TASK TO COMPLETE
What is needed is an exact copy of the entries, with the pictures excluded.

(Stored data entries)
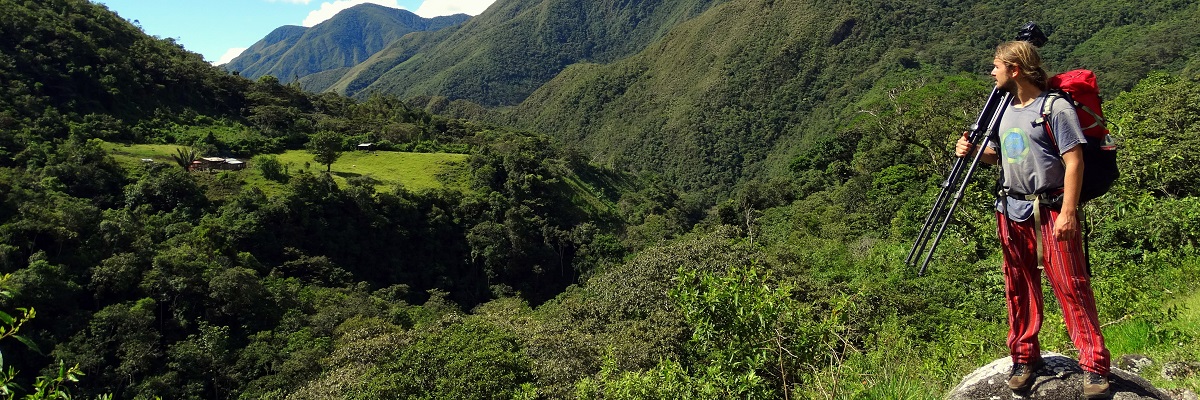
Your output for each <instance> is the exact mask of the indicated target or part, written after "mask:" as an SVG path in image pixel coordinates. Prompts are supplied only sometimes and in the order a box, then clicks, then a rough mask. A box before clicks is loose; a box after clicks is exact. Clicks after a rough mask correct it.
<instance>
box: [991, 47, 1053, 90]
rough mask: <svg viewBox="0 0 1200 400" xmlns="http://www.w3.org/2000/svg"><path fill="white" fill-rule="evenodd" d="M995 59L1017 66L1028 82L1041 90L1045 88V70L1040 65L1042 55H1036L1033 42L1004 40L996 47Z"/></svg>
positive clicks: (1010, 66) (1011, 65)
mask: <svg viewBox="0 0 1200 400" xmlns="http://www.w3.org/2000/svg"><path fill="white" fill-rule="evenodd" d="M996 59H997V60H1000V61H1002V62H1004V64H1007V65H1008V66H1010V67H1012V66H1015V67H1018V68H1019V70H1020V71H1021V74H1024V76H1025V77H1027V78H1028V79H1030V82H1032V83H1033V84H1034V85H1037V86H1038V88H1040V89H1043V90H1045V89H1046V78H1048V76H1046V71H1045V68H1043V67H1042V56H1040V55H1038V48H1037V47H1034V46H1033V43H1030V42H1026V41H1012V42H1004V43H1002V44H1000V47H996Z"/></svg>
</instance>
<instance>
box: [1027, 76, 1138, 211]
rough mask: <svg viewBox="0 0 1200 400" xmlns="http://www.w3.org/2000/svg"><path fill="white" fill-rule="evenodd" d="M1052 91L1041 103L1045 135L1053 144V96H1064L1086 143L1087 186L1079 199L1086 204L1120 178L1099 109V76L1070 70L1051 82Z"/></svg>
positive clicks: (1104, 124)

ANSWER SECTION
Your output for each <instance> is the exact mask of the indicated target or part, written after "mask:" as an SVG path in image pixel coordinates. Prompts are supplied only sometimes and in the order a box, then clicks, then a rough mask. A box before clicks is loose; a box after clicks is exact. Clicks after a rough mask correct it.
<instance>
box: [991, 47, 1053, 90]
rough mask: <svg viewBox="0 0 1200 400" xmlns="http://www.w3.org/2000/svg"><path fill="white" fill-rule="evenodd" d="M995 59L1017 66L1028 82L1041 90L1045 88V70L1040 65L1042 55H1036L1033 42L1004 40L996 47Z"/></svg>
positive clicks: (1010, 66) (1011, 65)
mask: <svg viewBox="0 0 1200 400" xmlns="http://www.w3.org/2000/svg"><path fill="white" fill-rule="evenodd" d="M996 59H997V60H1000V61H1002V62H1004V64H1007V65H1008V66H1010V67H1012V66H1015V67H1018V68H1019V70H1020V71H1021V74H1024V76H1025V77H1027V78H1028V79H1030V82H1032V83H1033V84H1034V85H1037V86H1038V88H1040V89H1043V90H1045V89H1046V78H1048V76H1046V71H1045V68H1043V67H1042V56H1040V55H1038V48H1037V47H1034V46H1033V43H1030V42H1026V41H1012V42H1004V43H1002V44H1000V47H996Z"/></svg>
</instance>
<instance>
box: [1027, 76, 1138, 211]
rough mask: <svg viewBox="0 0 1200 400" xmlns="http://www.w3.org/2000/svg"><path fill="white" fill-rule="evenodd" d="M1052 91L1041 103L1045 135L1053 144V96H1064L1086 143L1087 186L1079 199L1086 204L1120 178L1099 109V76L1070 70L1051 82Z"/></svg>
positive clicks: (1104, 124)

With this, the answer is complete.